Source passage:
* * * * *
I added an external component, a set of stand-alone bona-fides, in the form of timelines. Each area of expertise would need to create its own timeline of relevant events, which could be fleshed out over time to provide the minutia and linkages a true doubter might demand. It would serve in many ways, particularly as a factual check and meme-buster.

Is this all new? No. It's a place to start, that's all, and an organized approach with the greatest truth-verification process ever invented: thousands upon thousands of pairs of eyes who are free to challenge anything, anonymously, or provide additional detail and background.

Okay, enough. This is all obvious, I just don't recall seeing it all said in one place 'round these parts. I'm not trying to be anyone's buddy - or enemy, I'm doing what I would hope others would do if I had thrown down a gauntlet numerous times, as lex has done. When he gets over his indigestion or whatever, he can take this at face value, use it, shit on it, or jump off a cliff. RB was here long before either of us showed up and there's nothing being said that hasn't been said, at least in part, a hundred times before. We're just weaving the bits together - and I was just trying to help.
Posted by: .com || 11/26/2004 6:27 Comments || Top||

#9  I was going to mail lex on this subject later, but i'll happily copy others if they are interested (pxbradley@excite.com). The insight that hit me (and like all important insights its obvious when you see it) is the article covering what has happened in the 24H cycle is dead, as is the need to fit it into 20 column inches. A story becomes a thread over time with a number of components - breaking facts, background/history, context, analysis (from different perspectives), fisking and of course comments.
* * * * *
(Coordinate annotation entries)
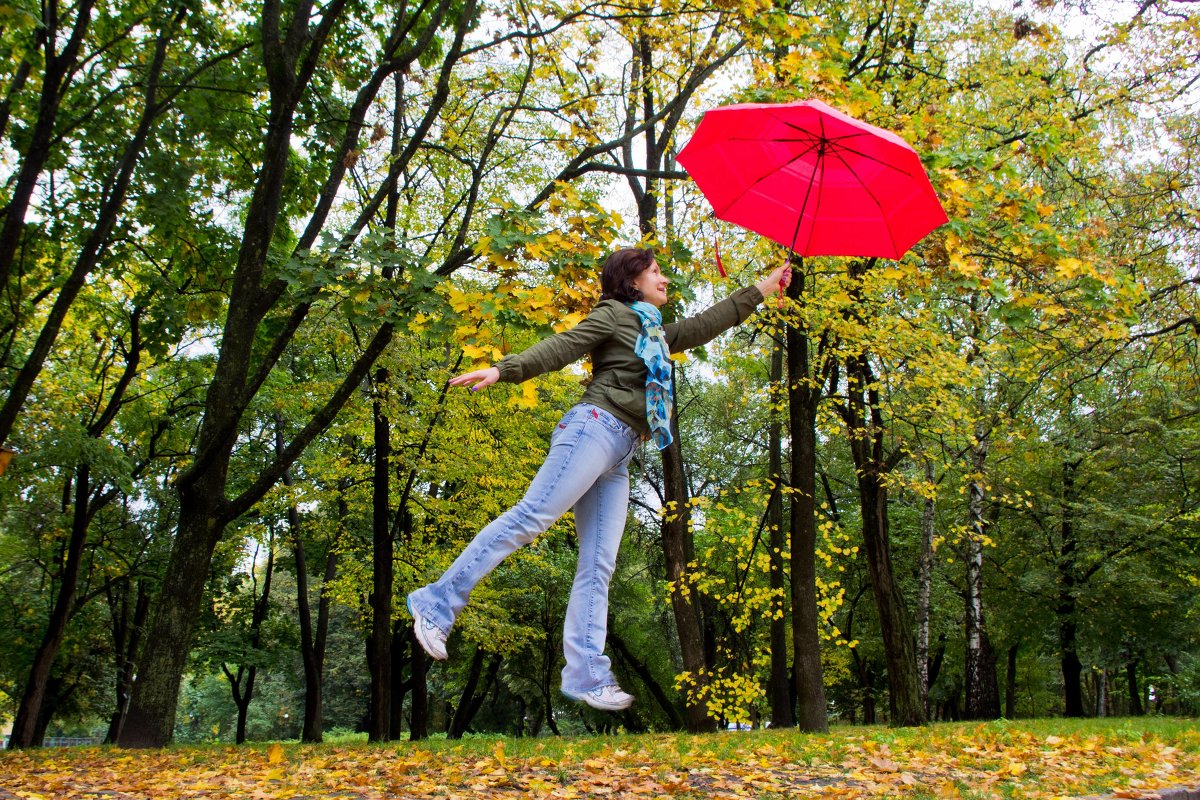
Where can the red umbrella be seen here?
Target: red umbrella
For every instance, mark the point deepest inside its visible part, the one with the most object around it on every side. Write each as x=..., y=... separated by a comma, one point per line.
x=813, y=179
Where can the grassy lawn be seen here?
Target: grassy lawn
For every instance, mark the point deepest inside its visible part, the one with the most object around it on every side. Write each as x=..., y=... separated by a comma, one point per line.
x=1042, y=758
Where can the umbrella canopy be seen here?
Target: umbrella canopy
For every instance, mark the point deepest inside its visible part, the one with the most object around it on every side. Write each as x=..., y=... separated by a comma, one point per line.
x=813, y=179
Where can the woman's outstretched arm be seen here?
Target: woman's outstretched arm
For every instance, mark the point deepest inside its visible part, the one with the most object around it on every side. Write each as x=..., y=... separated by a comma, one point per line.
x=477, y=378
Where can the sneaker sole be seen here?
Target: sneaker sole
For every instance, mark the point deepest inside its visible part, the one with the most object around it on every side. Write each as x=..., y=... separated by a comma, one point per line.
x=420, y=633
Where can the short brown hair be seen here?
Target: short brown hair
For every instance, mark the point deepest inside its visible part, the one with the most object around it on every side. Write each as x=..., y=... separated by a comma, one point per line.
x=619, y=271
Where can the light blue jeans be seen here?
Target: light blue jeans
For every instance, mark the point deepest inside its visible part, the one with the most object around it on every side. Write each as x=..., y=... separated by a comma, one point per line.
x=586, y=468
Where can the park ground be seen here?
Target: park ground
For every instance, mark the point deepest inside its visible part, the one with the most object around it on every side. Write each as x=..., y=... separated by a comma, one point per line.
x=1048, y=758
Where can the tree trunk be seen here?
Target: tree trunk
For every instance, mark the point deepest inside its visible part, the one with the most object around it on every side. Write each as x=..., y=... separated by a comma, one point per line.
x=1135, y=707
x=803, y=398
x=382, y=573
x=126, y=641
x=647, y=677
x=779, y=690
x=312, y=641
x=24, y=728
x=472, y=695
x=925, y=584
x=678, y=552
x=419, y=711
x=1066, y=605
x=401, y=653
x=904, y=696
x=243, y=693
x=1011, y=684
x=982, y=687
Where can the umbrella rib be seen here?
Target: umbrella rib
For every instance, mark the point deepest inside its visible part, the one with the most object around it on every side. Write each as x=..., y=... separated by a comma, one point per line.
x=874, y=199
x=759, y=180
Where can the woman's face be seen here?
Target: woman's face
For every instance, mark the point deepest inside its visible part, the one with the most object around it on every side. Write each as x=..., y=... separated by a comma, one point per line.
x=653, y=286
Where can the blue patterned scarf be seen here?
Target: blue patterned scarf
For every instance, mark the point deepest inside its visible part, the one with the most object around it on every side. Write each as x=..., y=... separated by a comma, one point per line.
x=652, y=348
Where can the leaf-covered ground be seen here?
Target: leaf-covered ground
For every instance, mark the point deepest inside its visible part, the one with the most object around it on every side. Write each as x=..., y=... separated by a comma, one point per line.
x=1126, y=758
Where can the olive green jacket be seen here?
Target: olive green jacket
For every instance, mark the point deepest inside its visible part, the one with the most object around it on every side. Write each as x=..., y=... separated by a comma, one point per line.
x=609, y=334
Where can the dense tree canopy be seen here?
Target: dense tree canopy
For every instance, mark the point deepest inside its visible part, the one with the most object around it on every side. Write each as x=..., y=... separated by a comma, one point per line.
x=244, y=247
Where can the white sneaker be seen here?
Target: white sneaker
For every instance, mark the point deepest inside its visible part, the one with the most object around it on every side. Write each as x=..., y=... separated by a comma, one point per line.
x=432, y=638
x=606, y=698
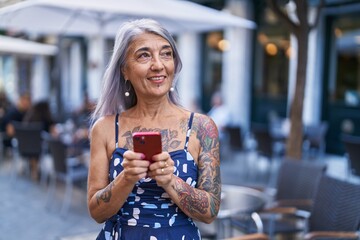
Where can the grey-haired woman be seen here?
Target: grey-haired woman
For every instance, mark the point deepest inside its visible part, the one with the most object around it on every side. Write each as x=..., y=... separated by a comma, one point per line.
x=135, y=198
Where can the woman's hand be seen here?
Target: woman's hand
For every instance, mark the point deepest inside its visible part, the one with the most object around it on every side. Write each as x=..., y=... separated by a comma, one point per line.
* * * * *
Goal of the exercise: Duplicate the part of the forum comments that starts at "#9  I was going" and ends at "of course comments.".

Solution:
#9  I was going to mail lex on this subject later, but i'll happily copy others if they are interested (pxbradley@excite.com). The insight that hit me (and like all important insights its obvious when you see it) is the article covering what has happened in the 24H cycle is dead, as is the need to fit it into 20 column inches. A story becomes a thread over time with a number of components - breaking facts, background/history, context, analysis (from different perspectives), fisking and of course comments.